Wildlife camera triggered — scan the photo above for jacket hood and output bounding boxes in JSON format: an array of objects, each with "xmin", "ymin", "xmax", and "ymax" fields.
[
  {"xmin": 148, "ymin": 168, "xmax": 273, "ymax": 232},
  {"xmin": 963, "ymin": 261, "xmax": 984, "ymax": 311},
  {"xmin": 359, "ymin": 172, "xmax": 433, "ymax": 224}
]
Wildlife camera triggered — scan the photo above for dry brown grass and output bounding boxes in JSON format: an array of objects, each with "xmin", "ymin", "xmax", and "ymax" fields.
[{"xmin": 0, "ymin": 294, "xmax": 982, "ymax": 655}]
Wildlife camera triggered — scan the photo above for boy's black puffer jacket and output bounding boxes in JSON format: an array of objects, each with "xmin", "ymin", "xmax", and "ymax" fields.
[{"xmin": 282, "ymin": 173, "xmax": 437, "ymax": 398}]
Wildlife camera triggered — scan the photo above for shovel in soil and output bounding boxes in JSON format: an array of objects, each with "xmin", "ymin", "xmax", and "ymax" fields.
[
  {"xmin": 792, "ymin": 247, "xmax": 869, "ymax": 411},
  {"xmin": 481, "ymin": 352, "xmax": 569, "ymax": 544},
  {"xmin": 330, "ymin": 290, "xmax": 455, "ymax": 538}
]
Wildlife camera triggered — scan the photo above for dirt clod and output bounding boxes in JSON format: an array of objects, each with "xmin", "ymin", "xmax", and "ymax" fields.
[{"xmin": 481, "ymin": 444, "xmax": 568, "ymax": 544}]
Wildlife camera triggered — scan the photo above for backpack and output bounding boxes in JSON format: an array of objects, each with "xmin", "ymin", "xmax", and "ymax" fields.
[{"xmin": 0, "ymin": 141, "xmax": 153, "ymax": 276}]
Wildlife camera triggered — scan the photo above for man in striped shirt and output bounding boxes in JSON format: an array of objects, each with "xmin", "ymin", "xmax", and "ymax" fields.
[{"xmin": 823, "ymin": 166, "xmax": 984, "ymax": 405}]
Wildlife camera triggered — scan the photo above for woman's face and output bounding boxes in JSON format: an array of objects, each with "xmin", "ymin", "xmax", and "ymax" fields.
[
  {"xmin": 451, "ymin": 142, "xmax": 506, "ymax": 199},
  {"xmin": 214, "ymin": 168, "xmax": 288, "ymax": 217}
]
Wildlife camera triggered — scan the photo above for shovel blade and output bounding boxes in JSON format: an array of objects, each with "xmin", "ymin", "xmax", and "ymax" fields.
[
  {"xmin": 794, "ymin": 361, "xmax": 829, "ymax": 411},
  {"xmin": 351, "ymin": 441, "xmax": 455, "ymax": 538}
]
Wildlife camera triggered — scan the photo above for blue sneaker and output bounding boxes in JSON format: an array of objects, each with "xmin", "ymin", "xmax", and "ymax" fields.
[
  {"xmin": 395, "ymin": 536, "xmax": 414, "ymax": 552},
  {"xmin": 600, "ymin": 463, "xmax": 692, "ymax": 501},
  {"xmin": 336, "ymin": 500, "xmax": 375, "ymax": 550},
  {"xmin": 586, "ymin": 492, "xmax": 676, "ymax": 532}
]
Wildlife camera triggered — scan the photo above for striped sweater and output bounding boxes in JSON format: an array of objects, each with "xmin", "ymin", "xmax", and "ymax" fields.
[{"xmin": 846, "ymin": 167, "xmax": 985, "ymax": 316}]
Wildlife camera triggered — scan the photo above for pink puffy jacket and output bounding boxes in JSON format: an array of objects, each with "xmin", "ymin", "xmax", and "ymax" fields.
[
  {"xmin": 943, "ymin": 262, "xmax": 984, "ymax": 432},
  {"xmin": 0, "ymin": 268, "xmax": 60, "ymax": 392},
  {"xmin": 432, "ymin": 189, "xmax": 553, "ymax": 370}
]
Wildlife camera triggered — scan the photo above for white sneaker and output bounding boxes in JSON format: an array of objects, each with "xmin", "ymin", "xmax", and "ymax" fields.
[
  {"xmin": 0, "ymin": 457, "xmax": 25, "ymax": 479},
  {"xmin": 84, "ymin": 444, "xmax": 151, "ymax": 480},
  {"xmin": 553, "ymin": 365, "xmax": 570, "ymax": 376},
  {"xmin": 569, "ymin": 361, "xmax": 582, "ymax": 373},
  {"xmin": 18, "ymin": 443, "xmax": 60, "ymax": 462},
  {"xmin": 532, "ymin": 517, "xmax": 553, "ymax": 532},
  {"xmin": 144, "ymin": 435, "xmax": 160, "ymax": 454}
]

------------

### About this exercise
Copy out exactly the lines from the one containing "Wildlife camera triggered — scan the photo above for white" through the last line above, keeping both end lines.

### Solved problem
Wildlife camera triggered — scan the photo above for white sneaker and output bounding boxes in JSON format: an array of objects, each with "xmin", "ymin", "xmax", and "ymax" fields.
[
  {"xmin": 0, "ymin": 457, "xmax": 25, "ymax": 479},
  {"xmin": 84, "ymin": 444, "xmax": 151, "ymax": 480},
  {"xmin": 553, "ymin": 365, "xmax": 570, "ymax": 376},
  {"xmin": 569, "ymin": 361, "xmax": 582, "ymax": 373},
  {"xmin": 18, "ymin": 443, "xmax": 60, "ymax": 462},
  {"xmin": 532, "ymin": 517, "xmax": 553, "ymax": 532},
  {"xmin": 144, "ymin": 435, "xmax": 160, "ymax": 454}
]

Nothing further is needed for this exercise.